**Set task:**
Count the lines in the data below that contain the word "black" and give only the number.

* Begin Source data *

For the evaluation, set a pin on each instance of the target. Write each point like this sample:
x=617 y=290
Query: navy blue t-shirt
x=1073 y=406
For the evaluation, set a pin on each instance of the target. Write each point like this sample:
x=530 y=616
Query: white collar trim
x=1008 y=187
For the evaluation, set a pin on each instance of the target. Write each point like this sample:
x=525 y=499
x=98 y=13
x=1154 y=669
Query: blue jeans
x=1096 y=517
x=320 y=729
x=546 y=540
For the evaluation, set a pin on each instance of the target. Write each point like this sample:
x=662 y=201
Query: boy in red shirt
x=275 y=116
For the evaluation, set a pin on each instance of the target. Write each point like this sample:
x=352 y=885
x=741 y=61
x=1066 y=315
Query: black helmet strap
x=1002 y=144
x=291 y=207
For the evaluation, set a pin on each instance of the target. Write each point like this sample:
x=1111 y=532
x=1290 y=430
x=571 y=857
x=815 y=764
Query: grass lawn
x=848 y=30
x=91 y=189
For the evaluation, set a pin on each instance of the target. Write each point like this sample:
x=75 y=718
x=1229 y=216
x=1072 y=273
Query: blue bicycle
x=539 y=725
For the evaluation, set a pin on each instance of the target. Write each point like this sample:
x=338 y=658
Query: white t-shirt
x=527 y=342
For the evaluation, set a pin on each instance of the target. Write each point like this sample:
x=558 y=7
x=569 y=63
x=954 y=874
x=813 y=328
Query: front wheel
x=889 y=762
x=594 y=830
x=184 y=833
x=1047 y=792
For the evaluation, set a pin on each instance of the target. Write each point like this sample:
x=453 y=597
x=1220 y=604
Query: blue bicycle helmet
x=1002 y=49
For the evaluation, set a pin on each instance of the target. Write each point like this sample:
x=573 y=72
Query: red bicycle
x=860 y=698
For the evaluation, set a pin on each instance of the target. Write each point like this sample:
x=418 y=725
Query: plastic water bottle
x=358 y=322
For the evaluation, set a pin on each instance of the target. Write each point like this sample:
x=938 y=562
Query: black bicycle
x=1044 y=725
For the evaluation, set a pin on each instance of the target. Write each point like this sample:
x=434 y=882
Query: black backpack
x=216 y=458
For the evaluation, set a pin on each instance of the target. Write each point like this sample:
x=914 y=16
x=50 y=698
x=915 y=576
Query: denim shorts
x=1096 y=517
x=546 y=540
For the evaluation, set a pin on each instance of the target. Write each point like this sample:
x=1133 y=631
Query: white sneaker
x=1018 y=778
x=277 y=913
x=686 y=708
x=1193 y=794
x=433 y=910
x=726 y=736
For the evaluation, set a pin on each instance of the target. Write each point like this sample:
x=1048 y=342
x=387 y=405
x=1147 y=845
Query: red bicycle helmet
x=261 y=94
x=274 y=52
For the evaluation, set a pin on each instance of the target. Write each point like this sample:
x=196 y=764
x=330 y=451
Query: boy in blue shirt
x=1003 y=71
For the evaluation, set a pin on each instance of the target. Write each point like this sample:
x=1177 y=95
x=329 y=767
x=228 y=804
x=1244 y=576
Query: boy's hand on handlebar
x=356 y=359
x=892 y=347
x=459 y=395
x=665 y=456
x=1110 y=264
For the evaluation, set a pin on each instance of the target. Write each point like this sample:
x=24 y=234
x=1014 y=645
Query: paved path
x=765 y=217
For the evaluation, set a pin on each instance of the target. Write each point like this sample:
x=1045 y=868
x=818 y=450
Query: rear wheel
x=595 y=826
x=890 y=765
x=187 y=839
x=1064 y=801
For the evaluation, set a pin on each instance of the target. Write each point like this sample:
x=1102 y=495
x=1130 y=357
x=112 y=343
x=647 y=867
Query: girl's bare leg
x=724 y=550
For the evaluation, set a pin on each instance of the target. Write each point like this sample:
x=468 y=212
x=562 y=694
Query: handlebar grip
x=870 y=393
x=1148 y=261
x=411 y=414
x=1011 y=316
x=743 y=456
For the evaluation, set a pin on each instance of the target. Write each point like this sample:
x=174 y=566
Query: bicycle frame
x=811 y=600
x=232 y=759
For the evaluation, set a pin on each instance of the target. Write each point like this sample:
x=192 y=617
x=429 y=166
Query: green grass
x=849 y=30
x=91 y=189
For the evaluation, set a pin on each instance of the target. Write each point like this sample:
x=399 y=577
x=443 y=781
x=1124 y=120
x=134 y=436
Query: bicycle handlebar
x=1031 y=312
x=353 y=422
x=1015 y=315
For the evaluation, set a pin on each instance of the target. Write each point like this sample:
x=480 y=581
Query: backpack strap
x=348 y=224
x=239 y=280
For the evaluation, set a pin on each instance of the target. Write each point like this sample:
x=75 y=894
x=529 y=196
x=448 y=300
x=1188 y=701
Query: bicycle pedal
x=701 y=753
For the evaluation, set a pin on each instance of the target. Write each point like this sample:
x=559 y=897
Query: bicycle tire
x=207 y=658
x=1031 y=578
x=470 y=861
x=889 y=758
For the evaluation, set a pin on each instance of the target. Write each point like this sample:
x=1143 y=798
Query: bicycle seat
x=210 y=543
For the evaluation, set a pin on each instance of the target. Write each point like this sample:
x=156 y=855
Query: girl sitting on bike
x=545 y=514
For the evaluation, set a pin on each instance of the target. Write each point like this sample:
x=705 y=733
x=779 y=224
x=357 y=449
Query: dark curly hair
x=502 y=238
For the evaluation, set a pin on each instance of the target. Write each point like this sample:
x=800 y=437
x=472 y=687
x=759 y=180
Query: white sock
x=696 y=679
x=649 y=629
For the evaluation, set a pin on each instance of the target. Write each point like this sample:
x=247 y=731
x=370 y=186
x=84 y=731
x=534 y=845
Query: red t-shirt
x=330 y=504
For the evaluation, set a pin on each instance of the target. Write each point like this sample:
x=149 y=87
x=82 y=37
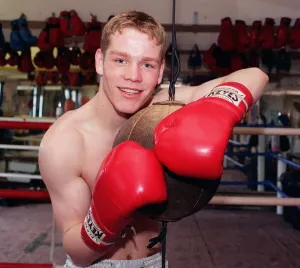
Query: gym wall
x=209 y=12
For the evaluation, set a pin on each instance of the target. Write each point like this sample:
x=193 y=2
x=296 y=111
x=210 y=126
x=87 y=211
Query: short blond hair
x=137 y=20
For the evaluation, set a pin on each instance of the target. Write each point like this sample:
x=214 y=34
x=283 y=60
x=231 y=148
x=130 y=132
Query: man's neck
x=106 y=114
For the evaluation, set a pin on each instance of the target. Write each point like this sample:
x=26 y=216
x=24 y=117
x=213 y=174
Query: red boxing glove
x=254 y=35
x=241 y=36
x=192 y=141
x=129 y=178
x=267 y=34
x=294 y=39
x=282 y=32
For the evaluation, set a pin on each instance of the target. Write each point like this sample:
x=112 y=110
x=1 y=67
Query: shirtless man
x=130 y=62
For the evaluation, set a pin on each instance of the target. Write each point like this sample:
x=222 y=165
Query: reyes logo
x=228 y=93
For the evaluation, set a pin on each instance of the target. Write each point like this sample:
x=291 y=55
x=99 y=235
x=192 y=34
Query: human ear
x=99 y=61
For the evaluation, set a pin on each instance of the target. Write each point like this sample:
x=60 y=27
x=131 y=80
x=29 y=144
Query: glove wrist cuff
x=93 y=236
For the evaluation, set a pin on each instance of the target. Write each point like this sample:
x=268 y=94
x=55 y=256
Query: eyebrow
x=124 y=54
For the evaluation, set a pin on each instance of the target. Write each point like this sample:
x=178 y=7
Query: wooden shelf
x=205 y=28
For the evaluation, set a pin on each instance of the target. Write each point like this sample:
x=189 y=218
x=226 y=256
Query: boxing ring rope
x=279 y=201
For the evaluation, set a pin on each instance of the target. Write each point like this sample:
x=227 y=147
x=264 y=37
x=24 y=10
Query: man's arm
x=252 y=78
x=59 y=163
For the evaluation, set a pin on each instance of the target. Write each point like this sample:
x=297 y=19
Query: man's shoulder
x=62 y=133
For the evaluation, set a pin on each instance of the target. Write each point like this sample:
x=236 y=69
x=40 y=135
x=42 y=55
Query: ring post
x=261 y=162
x=281 y=168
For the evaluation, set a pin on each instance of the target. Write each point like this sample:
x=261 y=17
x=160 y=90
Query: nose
x=133 y=73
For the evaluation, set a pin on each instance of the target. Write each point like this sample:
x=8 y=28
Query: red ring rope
x=25 y=265
x=25 y=125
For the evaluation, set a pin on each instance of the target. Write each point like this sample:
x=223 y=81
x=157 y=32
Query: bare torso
x=97 y=144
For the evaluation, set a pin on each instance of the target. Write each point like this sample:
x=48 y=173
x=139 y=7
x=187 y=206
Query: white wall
x=210 y=11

* End Source data *

**Correct answer:**
3